»»
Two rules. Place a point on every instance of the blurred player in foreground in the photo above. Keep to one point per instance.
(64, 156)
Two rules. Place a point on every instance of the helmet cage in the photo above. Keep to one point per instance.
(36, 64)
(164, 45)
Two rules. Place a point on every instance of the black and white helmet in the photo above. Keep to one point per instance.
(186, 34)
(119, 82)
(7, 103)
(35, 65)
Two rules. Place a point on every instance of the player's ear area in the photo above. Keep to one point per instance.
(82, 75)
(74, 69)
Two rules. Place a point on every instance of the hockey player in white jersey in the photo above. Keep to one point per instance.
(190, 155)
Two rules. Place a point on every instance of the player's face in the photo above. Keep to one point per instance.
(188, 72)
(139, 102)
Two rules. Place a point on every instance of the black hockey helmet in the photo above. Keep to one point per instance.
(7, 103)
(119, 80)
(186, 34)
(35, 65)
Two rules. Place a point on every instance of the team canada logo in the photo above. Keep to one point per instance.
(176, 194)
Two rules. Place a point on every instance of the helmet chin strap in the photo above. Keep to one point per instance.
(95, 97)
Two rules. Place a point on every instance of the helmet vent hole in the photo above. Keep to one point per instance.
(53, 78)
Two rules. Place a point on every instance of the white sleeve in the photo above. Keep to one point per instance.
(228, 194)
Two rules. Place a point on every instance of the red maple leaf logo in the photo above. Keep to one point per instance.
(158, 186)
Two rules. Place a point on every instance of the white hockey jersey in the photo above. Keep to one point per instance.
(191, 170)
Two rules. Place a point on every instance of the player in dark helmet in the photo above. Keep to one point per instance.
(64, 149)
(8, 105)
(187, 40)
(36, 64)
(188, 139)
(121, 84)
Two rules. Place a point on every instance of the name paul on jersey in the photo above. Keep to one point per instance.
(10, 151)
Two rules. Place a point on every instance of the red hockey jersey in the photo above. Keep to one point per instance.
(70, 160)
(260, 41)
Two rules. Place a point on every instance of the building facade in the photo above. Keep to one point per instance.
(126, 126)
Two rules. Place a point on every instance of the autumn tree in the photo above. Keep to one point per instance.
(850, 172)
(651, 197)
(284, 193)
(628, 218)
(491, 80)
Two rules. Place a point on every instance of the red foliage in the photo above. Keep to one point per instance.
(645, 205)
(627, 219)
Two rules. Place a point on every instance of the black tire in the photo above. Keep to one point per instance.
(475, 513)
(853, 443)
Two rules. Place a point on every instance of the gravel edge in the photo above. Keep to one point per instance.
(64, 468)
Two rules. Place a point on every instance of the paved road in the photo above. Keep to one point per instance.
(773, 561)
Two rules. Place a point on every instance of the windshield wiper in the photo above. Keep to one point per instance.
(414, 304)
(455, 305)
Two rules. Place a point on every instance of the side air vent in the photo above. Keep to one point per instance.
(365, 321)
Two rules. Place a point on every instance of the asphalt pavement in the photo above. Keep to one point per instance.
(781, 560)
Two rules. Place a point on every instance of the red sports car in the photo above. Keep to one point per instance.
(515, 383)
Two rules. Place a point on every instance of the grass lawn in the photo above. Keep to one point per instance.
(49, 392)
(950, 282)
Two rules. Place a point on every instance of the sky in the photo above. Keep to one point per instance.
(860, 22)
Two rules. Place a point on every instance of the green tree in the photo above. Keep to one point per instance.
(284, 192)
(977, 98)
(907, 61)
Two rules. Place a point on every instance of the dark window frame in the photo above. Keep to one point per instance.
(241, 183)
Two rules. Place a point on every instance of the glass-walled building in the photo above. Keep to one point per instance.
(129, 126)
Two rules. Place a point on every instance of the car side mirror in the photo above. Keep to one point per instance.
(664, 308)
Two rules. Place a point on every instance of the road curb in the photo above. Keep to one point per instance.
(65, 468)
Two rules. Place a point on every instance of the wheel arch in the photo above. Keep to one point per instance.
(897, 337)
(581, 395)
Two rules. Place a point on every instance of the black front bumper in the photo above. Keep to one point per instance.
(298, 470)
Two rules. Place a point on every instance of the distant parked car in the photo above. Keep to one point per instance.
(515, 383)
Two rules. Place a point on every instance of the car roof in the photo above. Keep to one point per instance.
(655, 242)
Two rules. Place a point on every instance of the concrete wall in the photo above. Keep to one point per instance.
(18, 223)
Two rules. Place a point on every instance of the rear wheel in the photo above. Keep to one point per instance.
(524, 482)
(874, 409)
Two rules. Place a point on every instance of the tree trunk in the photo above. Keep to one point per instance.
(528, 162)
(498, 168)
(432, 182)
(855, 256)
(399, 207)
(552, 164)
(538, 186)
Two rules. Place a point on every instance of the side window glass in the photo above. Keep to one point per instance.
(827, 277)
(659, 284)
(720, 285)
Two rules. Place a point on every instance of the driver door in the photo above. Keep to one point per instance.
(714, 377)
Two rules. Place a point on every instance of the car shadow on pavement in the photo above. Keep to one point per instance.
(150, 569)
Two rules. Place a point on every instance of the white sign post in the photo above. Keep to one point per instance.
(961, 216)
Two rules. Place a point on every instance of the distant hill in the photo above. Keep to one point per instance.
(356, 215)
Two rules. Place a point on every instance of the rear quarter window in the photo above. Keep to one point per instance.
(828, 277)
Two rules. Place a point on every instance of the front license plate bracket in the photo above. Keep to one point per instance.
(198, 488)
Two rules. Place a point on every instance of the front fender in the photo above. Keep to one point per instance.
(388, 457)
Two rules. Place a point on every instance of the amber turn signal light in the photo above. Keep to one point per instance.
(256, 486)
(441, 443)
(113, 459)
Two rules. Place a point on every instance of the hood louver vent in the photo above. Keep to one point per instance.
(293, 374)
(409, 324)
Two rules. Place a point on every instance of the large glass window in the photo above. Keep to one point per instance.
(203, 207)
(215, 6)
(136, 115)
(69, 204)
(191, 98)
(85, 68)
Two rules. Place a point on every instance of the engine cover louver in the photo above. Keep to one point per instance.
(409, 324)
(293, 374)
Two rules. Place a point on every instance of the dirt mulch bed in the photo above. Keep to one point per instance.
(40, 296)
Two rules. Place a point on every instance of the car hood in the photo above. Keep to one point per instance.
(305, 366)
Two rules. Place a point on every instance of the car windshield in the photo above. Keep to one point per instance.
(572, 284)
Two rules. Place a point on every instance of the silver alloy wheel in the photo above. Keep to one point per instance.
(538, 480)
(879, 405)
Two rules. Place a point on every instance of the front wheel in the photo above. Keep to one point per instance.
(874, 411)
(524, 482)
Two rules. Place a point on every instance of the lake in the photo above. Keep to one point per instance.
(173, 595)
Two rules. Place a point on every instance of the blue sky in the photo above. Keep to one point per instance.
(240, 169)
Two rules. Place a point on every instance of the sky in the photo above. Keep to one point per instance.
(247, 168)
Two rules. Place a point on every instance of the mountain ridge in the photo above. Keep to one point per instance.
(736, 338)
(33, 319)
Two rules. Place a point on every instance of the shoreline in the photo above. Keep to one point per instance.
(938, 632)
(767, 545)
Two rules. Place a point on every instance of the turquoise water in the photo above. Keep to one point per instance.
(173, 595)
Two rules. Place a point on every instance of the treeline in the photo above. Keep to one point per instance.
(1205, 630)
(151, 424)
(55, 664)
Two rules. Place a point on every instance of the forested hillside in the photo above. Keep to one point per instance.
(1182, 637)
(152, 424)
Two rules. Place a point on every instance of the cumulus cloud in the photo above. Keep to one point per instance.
««
* [Task directions]
Copy the whole of the data above exactly.

* [Expected output]
Two rules. Place a point on every instance of the blurred player in foreground in the photo above. Keep to one point per instance.
(64, 156)
Two rules. Place a point on every instance of the helmet cage in the photo above. Keep to one point per instance.
(36, 64)
(164, 45)
Two rules. Place a point on every instance of the black and white helmet in the photo above. Keep to one point per instance.
(186, 34)
(119, 82)
(7, 103)
(35, 65)
Two rules. Place a point on every instance of the player's ear area in the photo above. Keep to one point per instance.
(82, 75)
(74, 69)
Two rules. Place a point on every instance of the hockey player in white jersey in the photo above. Keep to one point per instance.
(190, 155)
Two rules. Place a point on every instance of the player's face in the photo above. Keep to one point per instance.
(188, 72)
(139, 102)
Two rules. Place a point on every instance of the black hockey helmet in the photo above. Keep to one point per instance.
(7, 103)
(119, 80)
(186, 34)
(35, 65)
Two rules. Place a point on every instance of the team canada logo in the photo above. Keep to one point per instance.
(176, 194)
Two rules. Place a point on every instance of the helmet chin strap in the photo above. Keep to one point per instance.
(95, 97)
Two rules. Place a point on every instance of the helmet vent hole in the photo above. Keep to one point per instance.
(53, 78)
Two rules. Place a point on every instance of the white sleeve in the photo above. Keep to one point per instance.
(228, 194)
Two rules. Place a point on every instance of the red maple leaf logo in the photo above. Keep to one point per instance.
(158, 186)
Two rules. Place a point on every instance of the white hockey jersey in the photo above. Keep to one point per instance.
(191, 170)
Two rules. Place a point on every instance of the player in dark helmet in the photo above. Keep to one point per instance.
(64, 149)
(8, 105)
(187, 40)
(36, 64)
(188, 139)
(121, 84)
Two rules. Place a point on every instance of the name paul on jersey in the photo above. Keep to one point per instance.
(10, 151)
Two rules. Place a point on every instance of the red hockey jersey in the photo above. Keep to one point per instance.
(70, 160)
(260, 41)
Two rules. Place a point on every instance of the building facade in the photo above. Keep to one point per instance.
(126, 126)
Two rules. Place a point on every instance of the autumn tree in the photo above. Keep to one point per instance.
(850, 172)
(651, 197)
(284, 193)
(628, 218)
(491, 80)
Two rules. Place a point on every instance of the red foliage in the photo above. Keep to one point per instance.
(645, 205)
(627, 219)
Two rules. Place a point on every instance of the black tire in the photo above. Keep to one point per instance.
(475, 513)
(853, 443)
Two rules. Place a point on every instance of the gravel edge in the photo above. Keep to one point per instance.
(64, 468)
Two rules. Place a point on every instance of the paved road in the photo above. Keep to one point per instance.
(773, 561)
Two rules. Place a point on every instance of the windshield wiper in the photo above. Keep to one point per instance.
(414, 304)
(455, 305)
Two rules. Place a point on every instance of the side air vent in the photo above. Keep to one point per instance.
(365, 321)
Two rules. Place a point on every instance of the asphalt pavement in the photo above. Keep to one point per instance.
(781, 560)
Two rules. Place a point on every instance of the red sports car in the photo above. Keep to one point per instance.
(515, 383)
Two rules. Place a point on every instance of the grass lawn in the photo above. Keep to one point per instance.
(49, 392)
(950, 282)
Two rules. Place a point on every instance of the sky in the photo above. Keep to one point per instance.
(860, 22)
Two rules. Place a point on every instance of the green tree in the photo above. Keep to one point per instance.
(284, 192)
(977, 98)
(907, 61)
Two rules. Place a point on every instance of the dark window frame in the photo above. Keep to one point per instance.
(241, 183)
Two rules. Place a point on every instance of the glass-walled building in the photo above. Keep to one point per instance.
(129, 126)
Two rules. Place a point on every instance of the car side mirror in the photo above. Keep to one point per instance.
(664, 308)
Two rules. Place a point on every instance of the road curb in the photo above. Keep to one point per instance.
(65, 468)
Two rules. Place a point on every instance of the wheel arch in the photo above. Keep to one point per instance.
(897, 337)
(581, 395)
Two rules. Place a point on every instance of the black front bumper in the photo above. Keep to one point per instance.
(298, 470)
Two rules. Place a point on every instance of the distant parked car in the photo above. Keep to one point per instance.
(515, 383)
Two rules. Place a point on every instance of the car roof in the photo above. Keep to one point per instance.
(655, 242)
Two rules. Place a point on every instance of the concrete wall in the photo above. Keep to one point per instance.
(18, 223)
Two rules. Place a point on every instance of the rear wheel in the photo above. Keep to one point per instance.
(524, 482)
(874, 409)
Two rules. Place a point on every instance of the tree trunk in the photo above. Keep to one point per instance.
(528, 162)
(498, 168)
(432, 182)
(855, 256)
(399, 207)
(552, 164)
(538, 186)
Two rules. Place a point on every instance of the side window glass in the photo above. Keep to one point per instance.
(827, 277)
(659, 284)
(720, 285)
Two rules. Place a point on every instance of the driver door in the photo above. Keep to one point per instance.
(714, 377)
Two rules. Place a point on every instance of the car shadow on pavement in the photo above. Keep to one point per instance.
(150, 569)
Two rules. Place a point on every instance of the white sign post in the photo above. Keep to one point per instance.
(961, 216)
Two rules. Place a point on every instance of the distant hill in the photo above. Keep to one point per instance.
(356, 215)
Two rules. Place a point on every instance of the rear quarter window in the photo above. Keep to one point per instance.
(828, 277)
Two rules. Place a point on every instance of the front license plate bracket in the photo above. Keep to one point per instance.
(198, 488)
Two rules. Place a point on every instance of the front fender in the photo above. Keep to one point per instance.
(388, 457)
Two rules. Place a point on every instance of the amber turn signal light in the photo above. Keep to one point per instance.
(256, 486)
(441, 443)
(113, 459)
Two rules. Place a point on every instance of the hood louver vent in the photo above. Keep to one point per instance.
(293, 374)
(409, 324)
Two rules. Place a point on every instance of the large glass window in the photo above. Keep to one point per instance.
(203, 207)
(215, 6)
(136, 115)
(69, 204)
(191, 98)
(85, 68)
Two rules. Place a point on every instance of the engine cover louver in the photo above. Keep to one point per instance.
(409, 324)
(293, 374)
Two rules. Place a point on every instance of the dirt mulch bed in the photo above. Keep to one point per instance.
(40, 296)
Two rules. Place a point on every instance of the car hood in the photo above. Keep to one point per instance.
(305, 366)
Two rules. Place a point on every instance of the car windshield in the photo above. Keep to one point per instance.
(572, 284)
Two rules. Place a point on every instance of the silver alloy wheel in the photo above. Keep to one point per instance.
(538, 480)
(879, 405)
Two rules. Place a point on every instance of the front wheel in the photo above. Keep to one point per instance.
(874, 411)
(524, 482)
Two rules. Place a point on every instance of the lake in the photo above. Keep to one point per instance.
(173, 595)
Two rules. Place a point on every instance of the blue sky in the photo above. Keep to one point per instance.
(240, 169)
Two rules. Place a point on every instance of the sky in the photo above. Keep to one point per instance.
(247, 168)
Two rules. Place a point on every instance of the mountain ridge in the photo above. Keep to one point per instance.
(736, 338)
(33, 319)
Two rules. Place a point on every instance of the shoreline in the photo above. Keep to one point per instance.
(938, 632)
(767, 545)
Two rules. Place a point on every instance of the turquoise water in the photo above. Keep to one point per instance.
(173, 595)
Two rules. Place a point on every instance of the treeline in the photo above. Keep to one point per instance.
(1205, 630)
(151, 424)
(55, 664)
Two rules. Place a point on every instance of the forested hillside in the photo above. Keep to one point per instance.
(1182, 637)
(152, 424)
Two rules. Place a point on every instance of the cumulus cloud in the photo above. Keep to one point per instance.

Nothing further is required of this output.